[SCHRIFTLICHE AUFGABE 1]
Stimmen die folgenden Aussagen mit dem ausgewählten Auszug überein? Antworte jeweils mit Ja oder Nein und führe die entscheidenden Worte des Auszugs als wörtliches Zitat an.
(a) Die preisliche Obergrenze für den Laptop liegt bei 800 €.
(b) Der neue Laptop soll auch zum Spielen genutzt werden.
(c) Das empfohlene Acer-Gerät kostet mit Win8 699 €.
[SCHRIFTLICHE AUFGABE 2]
Beantworte anhand des ausgewählten Auszugs die Fragen (a) bis (c) und kennzeichne die Antworten auf dieselbe Weise.
(a) Welche Akkulaufzeit wird mindestens verlangt?
(b) Welches Modell soll gekauft werden, falls das E540 bis Anfang Dezember noch nicht lieferbar ist?
(c) Wann hat Iceananas das empfohlene Gerät gekauft?

[AUSGEWÄHLTER AUSZUG]
# Lenovo ThinkPad Edge E540/E531 oder bessere Alternative?| Für Studium



## Eiren (10. November 2013)

*Lenovo ThinkPad Edge E540/E531 oder bessere Alternative?| Für Studium*

Hallo!
ich habe vor, mir für mein Informatik-Studium im Dezember einen Laptop zu gönnen. Meine Preisliche Obergrenze liegt bei 800€ und meine Kriterien sind:
-Gute Akkulaufzeit(mind 6h)
-14 oder 15 Zoll, gute Auflösung (fürs programmieren)
-Nicht so laut
-Und halbwegs was unterm Kessel haben, allerdings wird zum spielen der Heim-Pc verwendet.

Nun ist mir dieses Modell ins Auge gefallen:
Lenovo ThinkPad Edge E540, Core i5-4200M, 8GB RAM, 1TB (20C60045GE) Preisvergleich | Geizhals Deutschland
(fals er bis Anfang Dezember immernoch nicht lieferbar ist, dann eben der kleinere Bruder Lenovo ThinkPad Edge E531, Core i5-3230M, 8GB RAM, 1TB (N4IB8GE) Preisvergleich | Geizhals Deutschland)

Ich hatte eine Zeit lang auch bei den Ultrabooks nachgeschaut, allerdings habe ich das Gefühl, dass diese in diesem Preisbereich relativ schwach sind und nur durch Akkulaufzeit/Gewicht glänzen.

Aber bevor ich mich festlege, wollte ich fragen:
Findet ihr diese Wahl in Ordnung und gibt es vielleicht bis 800€ bessere, die ich vielleicht übersehen habe?


Ich hoffe, ihr könnt mir helfen 

Grüße


----------



## Iceananas (10. November 2013)

*AW: Lenovo ThinkPad Edge E540/E531 oder bessere Alternative?| Für Studium*

Mein Tipp: Acer Aspire V5-573G-54208G50akk i5-4200U 8GB 500GB matt FHD IPS GT750M noOS 
669€ ohne OS (als Student bekommt man oft Windows von der Uni), 699€ mit Win8

Ich habs mir den im letzten Monat geholt und kann nicht zufriedener sein (wenn man über das etwas labbrige Displayrand hinwegsieht, mich störts nicht).

[DATENAUSZUG]
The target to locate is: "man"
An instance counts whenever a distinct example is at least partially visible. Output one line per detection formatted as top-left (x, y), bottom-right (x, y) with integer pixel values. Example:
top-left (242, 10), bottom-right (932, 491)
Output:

[ERWARTETE ANTWORT 1]
(a) Ja: „Meine Preisliche Obergrenze liegt bei 800€“
(b) Nein: „allerdings wird zum spielen der Heim-Pc verwendet.“
(c) Ja: „699€ mit Win8“

[ERWARTETE ANTWORT 2]
(a) Mindestens 6 Stunden.
(b) Das Lenovo ThinkPad Edge E531, Core i5-3230M, 8GB RAM, 1TB (N4IB8GE).
(c) Im letzten Monat.